*GIVEN REQUEST:* Give the lines below as a JSON list of strings, one string per line and no blank lines, covering only the stretch from the line containing "Target: tiled roof" through the end of the records.

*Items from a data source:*

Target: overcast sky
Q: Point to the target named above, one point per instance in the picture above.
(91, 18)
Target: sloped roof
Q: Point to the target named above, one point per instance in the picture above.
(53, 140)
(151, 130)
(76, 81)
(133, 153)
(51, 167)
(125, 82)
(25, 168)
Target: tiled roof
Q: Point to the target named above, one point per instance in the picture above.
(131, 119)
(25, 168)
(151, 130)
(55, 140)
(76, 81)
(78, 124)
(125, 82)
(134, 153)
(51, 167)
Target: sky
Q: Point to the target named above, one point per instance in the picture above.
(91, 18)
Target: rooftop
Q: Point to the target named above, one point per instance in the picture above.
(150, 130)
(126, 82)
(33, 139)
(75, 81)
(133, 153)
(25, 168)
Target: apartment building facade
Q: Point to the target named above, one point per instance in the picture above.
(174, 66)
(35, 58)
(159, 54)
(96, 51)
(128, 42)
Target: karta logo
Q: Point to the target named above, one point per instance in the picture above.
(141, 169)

*FINISHED EXERCISE:*
[
  "Target: tiled roof",
  "Q: Point to the target named above, one point per instance in the picture above.",
  "(131, 119)",
  "(25, 168)",
  "(151, 130)",
  "(55, 140)",
  "(76, 81)",
  "(78, 124)",
  "(125, 82)",
  "(134, 153)",
  "(51, 167)",
  "Target: sky",
  "Q: Point to the target named above, one point per instance in the picture above.",
  "(91, 18)",
  "Target: rooftop",
  "Q: Point to the target named above, one point per instance in the picture above.",
  "(150, 130)",
  "(126, 82)",
  "(33, 139)",
  "(75, 81)",
  "(133, 153)",
  "(25, 168)",
  "Target: apartment building facade",
  "Q: Point to the target named above, one point per instance in the picture above.",
  "(174, 66)",
  "(35, 58)",
  "(159, 54)",
  "(96, 51)",
  "(128, 42)",
  "Target: karta logo",
  "Q: Point to the target named above, one point per instance in the picture above.",
  "(141, 169)"
]